▶ **TASK DETAILS**
Arrange all of the lines below into a Markdown table with two columns, No. and Line, one line per row. Leave out any blank lines.

-- Begin --

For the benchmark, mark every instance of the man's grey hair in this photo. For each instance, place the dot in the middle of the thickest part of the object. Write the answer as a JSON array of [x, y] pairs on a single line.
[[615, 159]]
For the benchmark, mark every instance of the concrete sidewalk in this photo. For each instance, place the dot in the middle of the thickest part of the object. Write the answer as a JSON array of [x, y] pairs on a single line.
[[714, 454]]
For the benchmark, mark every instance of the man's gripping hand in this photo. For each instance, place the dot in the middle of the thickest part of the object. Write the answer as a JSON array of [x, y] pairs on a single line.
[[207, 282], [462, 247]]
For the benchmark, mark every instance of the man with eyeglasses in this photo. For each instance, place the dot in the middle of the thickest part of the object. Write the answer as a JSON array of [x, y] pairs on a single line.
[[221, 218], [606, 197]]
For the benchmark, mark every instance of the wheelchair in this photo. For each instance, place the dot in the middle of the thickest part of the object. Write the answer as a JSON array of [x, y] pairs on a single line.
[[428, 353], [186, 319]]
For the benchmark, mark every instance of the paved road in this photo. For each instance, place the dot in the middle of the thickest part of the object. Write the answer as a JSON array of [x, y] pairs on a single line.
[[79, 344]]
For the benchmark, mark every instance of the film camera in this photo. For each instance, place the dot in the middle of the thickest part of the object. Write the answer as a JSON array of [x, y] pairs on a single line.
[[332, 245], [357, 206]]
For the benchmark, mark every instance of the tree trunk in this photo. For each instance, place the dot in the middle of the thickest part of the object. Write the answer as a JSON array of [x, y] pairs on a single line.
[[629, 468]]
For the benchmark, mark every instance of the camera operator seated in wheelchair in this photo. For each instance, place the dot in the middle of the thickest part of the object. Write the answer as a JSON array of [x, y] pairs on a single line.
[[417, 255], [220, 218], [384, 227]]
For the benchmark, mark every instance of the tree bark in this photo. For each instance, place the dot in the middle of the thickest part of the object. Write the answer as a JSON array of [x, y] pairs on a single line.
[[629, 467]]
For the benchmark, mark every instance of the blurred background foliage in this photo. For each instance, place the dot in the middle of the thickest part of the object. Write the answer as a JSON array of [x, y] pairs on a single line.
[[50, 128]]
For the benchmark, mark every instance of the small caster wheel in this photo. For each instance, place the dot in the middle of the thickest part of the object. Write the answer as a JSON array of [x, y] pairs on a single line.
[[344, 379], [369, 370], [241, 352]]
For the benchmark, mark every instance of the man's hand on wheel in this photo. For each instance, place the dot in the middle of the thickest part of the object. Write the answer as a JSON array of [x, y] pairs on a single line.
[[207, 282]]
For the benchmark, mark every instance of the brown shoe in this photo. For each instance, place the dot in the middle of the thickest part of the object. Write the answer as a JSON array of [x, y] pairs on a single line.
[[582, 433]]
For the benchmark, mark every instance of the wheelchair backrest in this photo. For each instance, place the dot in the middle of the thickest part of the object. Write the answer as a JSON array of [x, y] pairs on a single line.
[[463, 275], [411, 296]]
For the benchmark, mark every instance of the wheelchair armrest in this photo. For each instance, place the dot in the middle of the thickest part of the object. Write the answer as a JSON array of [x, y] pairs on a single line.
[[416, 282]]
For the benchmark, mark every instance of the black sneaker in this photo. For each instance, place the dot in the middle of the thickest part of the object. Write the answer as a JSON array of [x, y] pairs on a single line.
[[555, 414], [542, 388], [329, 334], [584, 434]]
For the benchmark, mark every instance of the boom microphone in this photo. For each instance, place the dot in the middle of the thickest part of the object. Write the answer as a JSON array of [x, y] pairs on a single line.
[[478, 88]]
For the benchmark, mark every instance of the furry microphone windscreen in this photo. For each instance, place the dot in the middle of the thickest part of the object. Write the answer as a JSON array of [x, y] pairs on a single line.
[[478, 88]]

-- End --

▶ **COMPLETE RESPONSE**
| No. | Line |
|---|---|
| 1 | For the benchmark, mark every instance of the man's grey hair in this photo. For each instance, place the dot in the middle of the thickest part of the object. Write the answer as a JSON array of [x, y] pairs on a single line. |
| 2 | [[615, 159]] |
| 3 | For the benchmark, mark every instance of the concrete sidewalk in this photo. For each instance, place the dot in the middle of the thickest part of the object. Write the answer as a JSON array of [x, y] pairs on a single line. |
| 4 | [[714, 454]] |
| 5 | For the benchmark, mark every instance of the man's gripping hand in this photo. For each instance, place the dot in the middle of the thickest part of the object. Write the answer as a JSON array of [x, y] pairs on a single line. |
| 6 | [[207, 282], [462, 247]] |
| 7 | For the benchmark, mark every instance of the man with eyeglasses in this photo. For each instance, place the dot in the middle of the thickest part of the object. Write the answer as a JSON array of [x, y] pairs on a single line. |
| 8 | [[221, 218], [606, 197]] |
| 9 | For the benchmark, mark every instance of the wheelchair in this photo. For each instance, place the dot in the middle of the thickest part of the object. Write the answer as a JSON array of [x, y] pairs on a single line. |
| 10 | [[428, 353], [186, 319]] |
| 11 | For the benchmark, mark every instance of the paved road in this photo. For each instance, place the dot in the middle of the thickest part of the object. Write the answer as a JSON array of [x, y] pairs on a single line. |
| 12 | [[79, 344]] |
| 13 | For the benchmark, mark every instance of the film camera in this photo. For each instance, place the dot in the middle of the thickest part of the object. Write the answer as a JSON array of [x, y] pairs on a single line. |
| 14 | [[332, 245], [357, 206]] |
| 15 | For the benchmark, mark every instance of the tree trunk in this photo. For each instance, place the dot in the middle of the thickest part of the object. Write the answer as a JSON array of [x, y] pairs on a single line. |
| 16 | [[629, 468]] |
| 17 | For the benchmark, mark every instance of the camera operator seated in wheelchair in this photo. For each instance, place the dot in the middle of the thickest part of the object. Write the answer as a JSON array of [x, y] pairs on a single line. |
| 18 | [[417, 255], [220, 218], [384, 227]] |
| 19 | For the benchmark, mark every instance of the tree bark in this photo. For each instance, place the dot in the middle of the thickest part of the object. Write the answer as a JSON array of [x, y] pairs on a single line. |
| 20 | [[629, 467]] |
| 21 | For the benchmark, mark every instance of the blurred background foliage in this photo. For each instance, place the dot in the middle of the thickest part of the object. Write the answer as a JSON array of [x, y] pairs on a single line. |
| 22 | [[50, 128]] |
| 23 | For the benchmark, mark every instance of the small caster wheel in this photo. For each instance, place the dot in the middle of the thickest part of the object. Write the answer as a JSON array of [x, y] pairs on a single line. |
| 24 | [[344, 379], [369, 370], [241, 352]] |
| 25 | For the benchmark, mark every instance of the man's hand on wheel in this photo. For each instance, place the dot in the middle of the thickest part of the object. Write the answer as a JSON array of [x, y] pairs on a single line. |
| 26 | [[207, 282]] |
| 27 | For the benchmark, mark every instance of the brown shoe in this photo. For each instance, place the dot in the middle of the thickest part of the object. Write the answer as a JSON array of [x, y] pairs on a single line. |
| 28 | [[582, 433]] |
| 29 | For the benchmark, mark every instance of the wheelchair backrest in this photo. For each instance, place the dot in the middle of the thickest part of the object. Write the answer as a JSON array of [x, y] pairs on a single line. |
| 30 | [[463, 275], [411, 296]] |
| 31 | For the benchmark, mark every instance of the wheelchair armrest in this photo. For each instance, place the dot in the middle of the thickest part of the object. Write the answer as a JSON array of [x, y] pairs on a single line. |
| 32 | [[416, 282]] |
| 33 | For the benchmark, mark every instance of the black sneaker in this photo. For each instance, place the dot in the middle of the thickest part of the object. Write the answer as a JSON array of [x, y] pairs on a single line. |
| 34 | [[555, 414], [542, 388], [329, 334], [584, 434]] |
| 35 | For the benchmark, mark every instance of the boom microphone in this photo. For each instance, place the dot in the middle of the thickest part of the object. Write the answer as a JSON array of [x, y] pairs on a single line. |
| 36 | [[478, 88]] |
| 37 | For the benchmark, mark every instance of the furry microphone windscreen in this photo. For each instance, place the dot in the middle of the thickest part of the object. Write the answer as a JSON array of [x, y] pairs on a single line. |
| 38 | [[478, 88]] |